= WHAT TO DO =
1 > Based on the text about chart signing and repositories, explain in one to three sentences why HTTP GET is treated as the base level of functionality a repository must provide.
2 > Print the passage of the text about chart signing and repositories starting with "Every image file" and going on through "of verifying this.".
::: TEXT PROVIDED
Every image file that the project references is checksummed (SHA-256?), and the sum included here. If two versions of the same image are used by the template, both checksums are included.
The signature (SHA-256) of the chart package (the .tgz file) is included, and may be used to verify the integrity of the chart package.
The entire body is signed using PGP (see [http://keybase.io] for an emerging way of making crypto signing and verification easy).

The combination of this gives users the following assurances:

The images this chart references at build time are still the same exact version when installed (checksum images).
- This is distinct from asserting that the image Kubernetes is running is exactly the same version that a chart references. Kubernetes does not currently give us a way of verifying this.
The package itself has not been tampered with (checksum package tgz).
The entity who released this package is known (via the GPG/PGP signature).

The format of the file is as follows:

-----BEGIN PGP SIGNED MESSAGE-----
name: nginx
description: The nginx web server as a replication controller and service pair.
version: 0.5.1
keywords:
  - https
  - http
  - web server
  - proxy
source: https://github.com/foo/bar
home: http://nginx.com
depends:
        kubernetes:
                version: >= 1.0.0
---
files:
        nginx-0.5.1.tgz: “sha256:9f5270f50fc842cfcb717f817e95178f”
images:
        “hub.docker.com/_/nginx:5.6.0”: “sha256:f732c04f585170ed3bc99”
-----BEGIN PGP SIGNATURE-----
Version: GnuPG v1.4.9 (GNU/Linux)


iEYEARECAAYFAkjilUEACgQkB01zfu119ZnHuQCdGCcg2YxF3XFscJLS4lzHlvte
WkQAmQGHuuoLEJuKhRNo+Wy7mhE7u1YG
=eifq
-----END PGP SIGNATURE-----

Note that the YAML section contains two documents (separated by ---\n). The first is the Chart.yaml. The second is the checksums, defined as follows.

Files: A map of filenames to SHA-256 checksums (value shown is fake/truncated)
Images: A map of image URLs to checksums (value shown is fake/truncated)

The signature block is a standard PGP signature, which provides tamper resistance.

Repository Protocol

A repository must implement HTTP(S) GET operations on both chart names (nginx-1.2.3) and chart signatures (nginx-1.2.3.sig). HTTP GET is a rational base level of functionality because it is well understood, nearly ubiquitous, and simple.

A repository may implement the full Object Storage APIs for compatibility with S3 and Google Cloud Storage. In this case, a client may detect this and use those APIs to perform create, read, update, delete, and list operations (as permissions allow) on the object storage system.

Object storage is a rational choice for this model because it is optimized for highly resilient, distributed, highly available read-heavy traffic. The S3-like API has become a de facto standard, with myriad client libraries and tools, and major implementations both as services (S3, GCS), platforms (OpenStack Swift), and individual stand-alone servers (RiakCS, Minio, Ceph).

This proposal does not mandate a particular authentication mechanism, but implementors may implement the authentication token mechanisms on GCS and S3 compatible object storage systems.
::::::
::: PROVIDED RECORDS
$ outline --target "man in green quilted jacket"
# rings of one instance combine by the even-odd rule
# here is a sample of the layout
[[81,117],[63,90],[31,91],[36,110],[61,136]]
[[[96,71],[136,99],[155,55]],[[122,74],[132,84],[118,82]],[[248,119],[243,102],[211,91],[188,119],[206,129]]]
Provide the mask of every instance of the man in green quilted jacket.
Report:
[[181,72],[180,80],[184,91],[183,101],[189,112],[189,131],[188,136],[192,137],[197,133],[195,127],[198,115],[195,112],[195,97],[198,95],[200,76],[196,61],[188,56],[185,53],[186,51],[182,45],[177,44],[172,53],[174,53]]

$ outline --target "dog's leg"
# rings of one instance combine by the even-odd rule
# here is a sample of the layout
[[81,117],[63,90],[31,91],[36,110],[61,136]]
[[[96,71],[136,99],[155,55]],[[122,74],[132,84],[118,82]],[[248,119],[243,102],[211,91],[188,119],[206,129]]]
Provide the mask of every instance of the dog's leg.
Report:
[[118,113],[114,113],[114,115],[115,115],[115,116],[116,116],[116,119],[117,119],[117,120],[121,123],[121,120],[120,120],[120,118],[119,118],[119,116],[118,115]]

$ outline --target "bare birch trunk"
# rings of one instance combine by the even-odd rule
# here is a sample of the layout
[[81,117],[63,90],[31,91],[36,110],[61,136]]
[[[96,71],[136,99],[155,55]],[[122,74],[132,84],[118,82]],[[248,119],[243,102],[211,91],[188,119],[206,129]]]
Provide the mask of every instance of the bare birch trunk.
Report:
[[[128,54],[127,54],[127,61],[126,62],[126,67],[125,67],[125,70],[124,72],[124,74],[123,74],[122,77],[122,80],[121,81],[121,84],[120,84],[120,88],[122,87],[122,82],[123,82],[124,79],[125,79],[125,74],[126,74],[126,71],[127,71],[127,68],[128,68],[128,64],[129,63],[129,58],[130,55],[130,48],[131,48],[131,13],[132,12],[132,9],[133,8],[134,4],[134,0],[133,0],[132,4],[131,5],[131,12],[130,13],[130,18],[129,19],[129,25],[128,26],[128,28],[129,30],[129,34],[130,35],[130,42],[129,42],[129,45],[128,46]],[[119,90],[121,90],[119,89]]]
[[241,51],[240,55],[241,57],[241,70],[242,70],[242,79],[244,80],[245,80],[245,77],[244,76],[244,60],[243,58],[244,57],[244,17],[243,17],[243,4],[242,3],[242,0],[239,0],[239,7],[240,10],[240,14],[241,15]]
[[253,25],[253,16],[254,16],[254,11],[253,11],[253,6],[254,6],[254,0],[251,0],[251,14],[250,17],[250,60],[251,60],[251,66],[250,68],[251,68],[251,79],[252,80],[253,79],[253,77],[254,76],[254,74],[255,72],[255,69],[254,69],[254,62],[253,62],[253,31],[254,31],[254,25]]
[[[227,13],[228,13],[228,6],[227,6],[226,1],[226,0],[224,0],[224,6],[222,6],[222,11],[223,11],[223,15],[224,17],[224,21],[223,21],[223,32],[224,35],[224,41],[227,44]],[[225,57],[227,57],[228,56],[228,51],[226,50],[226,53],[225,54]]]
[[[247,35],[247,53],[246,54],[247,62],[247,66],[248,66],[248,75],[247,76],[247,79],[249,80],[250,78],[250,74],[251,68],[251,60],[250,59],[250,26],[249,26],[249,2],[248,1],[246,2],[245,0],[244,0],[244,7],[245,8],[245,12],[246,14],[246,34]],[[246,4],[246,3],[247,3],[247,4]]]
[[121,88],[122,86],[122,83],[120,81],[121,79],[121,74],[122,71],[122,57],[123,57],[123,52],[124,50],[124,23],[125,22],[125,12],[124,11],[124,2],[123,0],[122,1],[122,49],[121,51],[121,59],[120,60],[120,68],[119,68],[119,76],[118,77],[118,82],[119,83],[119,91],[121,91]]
::::::
= RESPONSES PER TASK =
1 > HTTP GET is considered a rational base level because it is well understood, nearly ubiquitous, and simple. For that reason, every repository must support GET operations on both chart names and chart signatures.

2 >
Every image file that the project references is checksummed (SHA-256?), and the sum included here. If two versions of the same image are used by the template, both checksums are included.
The signature (SHA-256) of the chart package (the .tgz file) is included, and may be used to verify the integrity of the chart package.
The entire body is signed using PGP (see [http://keybase.io] for an emerging way of making crypto signing and verification easy).

The combination of this gives users the following assurances:

The images this chart references at build time are still the same exact version when installed (checksum images).
- This is distinct from asserting that the image Kubernetes is running is exactly the same version that a chart references. Kubernetes does not currently give us a way of verifying this.